Perkebunan di indonesia

 Perkebunan di Indonesia


   Perkebunan merupakan subsektor yang berperan penting dalam perekonomian nasional melalui kontribusi dalam pendapatan nasional, penyediaan lapangan kerja, penerimaan ekspor, dan penerimaan pajak. Dalam perkembangannya, subsektor ini tidak terlepas dari berbagai dinamika lingkungan nasional dan global. Perubahan strategis nasional dan global tersebut mengisyaratkan bahwa pembangunan perkebunan harus mengikuti dinamika lingkungan perkebunan. Pembangunan perkebunan harus mampu memecahkan masalah-masalah yang dihadapi perkebunan selain mampu menjawab tantangan-tantangan globalisasi. Masalah-masalah yang dihadapi perkebunan tersebut antara lain:

1.  Masalah yang berkaitan dengan kepentingan rakyat dan nasional

   Orientasi kebijakan perkebunan sejauh ini membedakan secara tajam antara perkebunan besar dengan perkebunan rakyat. Implikasi kebijakan dualistik ini telah memberi kemudahan bagi yang “besar” dan tekanan bagi yang “kecil”, dengan gambaran sebagai berikut :

1)Perkebunan Indonesia masih diliputi oleh dualisme ekonomi, yaitu antara perkebunan besar yang menggunakan modal dan teknologi secara intensif dan menggunakan lahan secara ekstensif serta manajemen eksploitatif terhadap SDA dan SDM, dan perkebunan rakyat yang susbsisten dan tradisional serta luas lahan terbatas. Kedua sistem ini menguasai bagian tertentu dari masyarakat dan keduanya hidup berdampingan. Perbedaan keduanya tidak jarang menimbulkan konflik ekonomi yang berkembang menjadi konflik sosial.

2)Perkebunan Rakyat (PR) yang luasnya sekitar 80% dari perkebunan nasional masih belum mendapatkan fasilitas dan perlindungan yang memadai dari pemerintah. Masalah ini menjadi penting antara lain karena jumlah KK yang tergantung pada perkebunan rakyat sekitar 15 juta.

3) Hak menguasai oleh negara atas tanah yang kemudian diberikan kepada badan hukum sebagai Hak Guna Usaha untuk usaha perkebunan sangat dominan, sementara itu ketidak-pastian hak masyarakat   (lokal dan adat) atas sumberdaya lahan untuk perkebunan belum kunjung diselesaikan.

■ Entri Kumpulan Data
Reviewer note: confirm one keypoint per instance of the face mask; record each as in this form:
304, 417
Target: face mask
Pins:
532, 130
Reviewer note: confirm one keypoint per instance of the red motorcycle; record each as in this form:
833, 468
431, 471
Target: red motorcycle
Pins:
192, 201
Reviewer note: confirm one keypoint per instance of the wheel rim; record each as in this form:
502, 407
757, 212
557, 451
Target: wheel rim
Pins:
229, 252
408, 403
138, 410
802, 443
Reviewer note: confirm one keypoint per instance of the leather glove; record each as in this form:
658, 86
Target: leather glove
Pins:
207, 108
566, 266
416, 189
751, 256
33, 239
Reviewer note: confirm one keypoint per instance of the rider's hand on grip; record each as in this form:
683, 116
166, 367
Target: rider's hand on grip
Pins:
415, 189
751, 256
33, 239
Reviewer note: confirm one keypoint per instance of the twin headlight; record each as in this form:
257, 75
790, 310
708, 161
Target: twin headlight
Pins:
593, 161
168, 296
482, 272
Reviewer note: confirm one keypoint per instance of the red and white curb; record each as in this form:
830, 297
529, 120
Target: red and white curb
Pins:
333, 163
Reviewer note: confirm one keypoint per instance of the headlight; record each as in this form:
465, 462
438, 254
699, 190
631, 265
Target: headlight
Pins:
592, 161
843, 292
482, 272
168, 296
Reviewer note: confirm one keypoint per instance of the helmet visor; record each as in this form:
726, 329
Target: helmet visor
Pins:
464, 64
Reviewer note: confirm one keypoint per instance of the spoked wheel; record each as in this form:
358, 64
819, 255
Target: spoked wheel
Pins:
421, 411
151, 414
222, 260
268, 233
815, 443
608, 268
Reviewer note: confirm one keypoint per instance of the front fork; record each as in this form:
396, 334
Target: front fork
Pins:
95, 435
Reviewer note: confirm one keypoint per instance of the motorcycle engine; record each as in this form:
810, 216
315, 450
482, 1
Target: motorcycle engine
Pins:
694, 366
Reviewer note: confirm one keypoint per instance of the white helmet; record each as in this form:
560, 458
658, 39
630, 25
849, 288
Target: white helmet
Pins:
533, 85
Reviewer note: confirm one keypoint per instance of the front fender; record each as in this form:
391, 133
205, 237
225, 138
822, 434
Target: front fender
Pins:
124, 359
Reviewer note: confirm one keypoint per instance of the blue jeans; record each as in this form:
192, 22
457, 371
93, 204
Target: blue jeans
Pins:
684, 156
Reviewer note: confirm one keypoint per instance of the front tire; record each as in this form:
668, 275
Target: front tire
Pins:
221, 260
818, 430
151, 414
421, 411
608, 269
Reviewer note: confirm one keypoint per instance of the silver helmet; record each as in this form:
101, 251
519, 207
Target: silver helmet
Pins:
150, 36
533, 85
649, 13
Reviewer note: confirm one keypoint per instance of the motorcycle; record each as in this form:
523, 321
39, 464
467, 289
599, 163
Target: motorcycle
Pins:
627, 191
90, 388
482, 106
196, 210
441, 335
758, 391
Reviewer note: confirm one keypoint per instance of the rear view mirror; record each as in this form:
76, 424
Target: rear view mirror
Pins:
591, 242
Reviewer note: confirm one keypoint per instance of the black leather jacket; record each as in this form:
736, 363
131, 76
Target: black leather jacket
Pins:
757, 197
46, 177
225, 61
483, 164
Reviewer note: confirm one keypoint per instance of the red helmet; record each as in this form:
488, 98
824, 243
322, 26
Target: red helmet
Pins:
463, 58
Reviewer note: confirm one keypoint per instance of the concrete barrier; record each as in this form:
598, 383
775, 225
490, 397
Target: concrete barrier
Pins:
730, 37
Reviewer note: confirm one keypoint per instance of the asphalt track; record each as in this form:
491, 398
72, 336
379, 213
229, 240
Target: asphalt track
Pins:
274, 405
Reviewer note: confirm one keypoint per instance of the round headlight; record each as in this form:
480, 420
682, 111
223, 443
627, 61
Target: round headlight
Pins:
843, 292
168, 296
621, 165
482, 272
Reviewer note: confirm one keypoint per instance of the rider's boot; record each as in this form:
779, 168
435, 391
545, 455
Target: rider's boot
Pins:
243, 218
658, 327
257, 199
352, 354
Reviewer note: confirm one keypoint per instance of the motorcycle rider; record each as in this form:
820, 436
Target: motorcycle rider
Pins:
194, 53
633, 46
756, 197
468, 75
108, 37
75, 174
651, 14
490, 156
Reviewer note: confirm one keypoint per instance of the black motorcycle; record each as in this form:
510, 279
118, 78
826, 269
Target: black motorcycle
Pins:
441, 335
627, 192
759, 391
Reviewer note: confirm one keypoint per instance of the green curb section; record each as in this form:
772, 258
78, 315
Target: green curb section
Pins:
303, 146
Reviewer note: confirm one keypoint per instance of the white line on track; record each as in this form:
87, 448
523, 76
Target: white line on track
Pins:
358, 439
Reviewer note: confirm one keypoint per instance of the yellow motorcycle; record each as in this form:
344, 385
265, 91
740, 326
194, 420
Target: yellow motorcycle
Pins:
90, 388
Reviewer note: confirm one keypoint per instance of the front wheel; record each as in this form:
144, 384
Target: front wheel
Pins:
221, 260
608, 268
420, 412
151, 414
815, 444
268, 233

■ Tugas yang Diminta
**A.** Tentukan apakah tiap pernyataan berikut sesuai dengan teks tentang perkebunan di Indonesia, lalu jawab ya atau tidak beserta kutipan persis dari teks itu yang menjadi penentunya. (i) Perkebunan rakyat luasnya sekitar 80% dari perkebunan nasional. (ii) Perkebunan rakyat sudah mendapatkan fasilitas dan perlindungan yang memadai dari pemerintah. (iii) Perkebunan besar dan perkebunan rakyat hidup berdampingan.
**B.** Teruskan teks tentang perkebunan di Indonesia, dimulai sesudah kalimat terakhirnya.

■ Sebagai Jawaban
**A.**
(i) Ya: "Perkebunan Rakyat (PR) yang luasnya sekitar 80% dari perkebunan nasional"
(ii) Tidak: "masih belum mendapatkan fasilitas dan perlindungan yang memadai dari pemerintah"
(iii) Ya: "Kedua sistem ini menguasai bagian tertentu dari masyarakat dan keduanya hidup berdampingan."

**B.**
4) Masuknya pemodal besar ke usaha perkebunan masih belum memberikan kontribusi pada kesejahteraan rakyat setempat. Hingga saat ini masih belum ada re-distribusi aset dan manfaat yang adil (proporsional) kepada masyarakat dari usaha perkebunan.

5) Ke bijakan pengembangan perkebunan lebih berpihak pada perkebunan besar yang ditunjukkan oleh alokasi pemanfaatan kredit, dukungan penelitian dan pengembangan, serta pelatihan sumberdaya manusia.

6) Pengembangan perkebunan besar lebih dilandasi pada pembukaan lahan hutan dalam skala besar yang dilakukan dengan mengabaikan hak-hak masyarakat di dalamnya. Pada beberapa daerah kondisi demikian ini telah menimbulkan konflik sosial serta dampak negatif terhadap lingkungan.

7) Organisasi-organisasi usaha perkebunan yang menghimpun diri dalam asosiasi pengusaha perkebunan bersifat eksklusif dan powerful dengan tingkat kepedulian terhadap pemberdayaan organisasi-organisasi petani/pekebun rendah.

2. Masalah Manajemen Pengelolaan Perkebunan

Kebijakan pengembangan perkebunan yang ekstentif, sejauh ini telah mengesampingkan produktivitas, efisiensi, dan product development . Dengan berbagai upaya pembangunan, secara umum beberapa komoditas mengalami kenaikan produktivitas, namun secara umum produktivitas komoditas perkebunan masih rendah dan masih dapat ditingkatkan. Masih rendahnya produktivitas komoditas perkebunan tersebut merupakan tantangan bagi pengembangan perkebunan kedepan.

Produktivitas perkebunan nasional masih tertinggal dari perkebunan negara tetangga, khususnya Malaysia dan Thailand . Produktivitas kelapa sawit misalnya di Malaysia rata-rata berkisar antara 18 – 21 ton Tandan Buah Segar (TBS)/ha/tahun. Sementara produktivitas kelapa sawit di Indonesia baru berkisar 14 – 16 ton/ha/tahun. Produktivitas rata-rata karet di Thailand mencapai 1 – 2 ton/ha, sementara di Indonesia berkisar antara 0,6 – 1 ton/ha.

3. Masalah Pemasaran dan Ekonomi

Pada pasar primer, yaitu pasar hasil perkebunan dari Perkebunan Rakyat, pekebun yang berjumlah ribuan dan terpencar berhadapan dengan beberapa pedagang (desa sampai kabupaten) dan karena sifat produk perkebunan yang harus diolah berhadapan dengan “kelompok” industri pengolahan primer. Struktur pasar yang berkembang cenderung kearah struktur pasar tidak bersaing (oligopsoni). Pengembangan PR, seperti di daerah Perusahaan Inti Rakyat (PIR) untuk merubah struktur pasar oligopsoni justru terjebak pada munculnya struktur pasar monopsoni dimana pekebun berhadapan langsung dengan industri pengolahan.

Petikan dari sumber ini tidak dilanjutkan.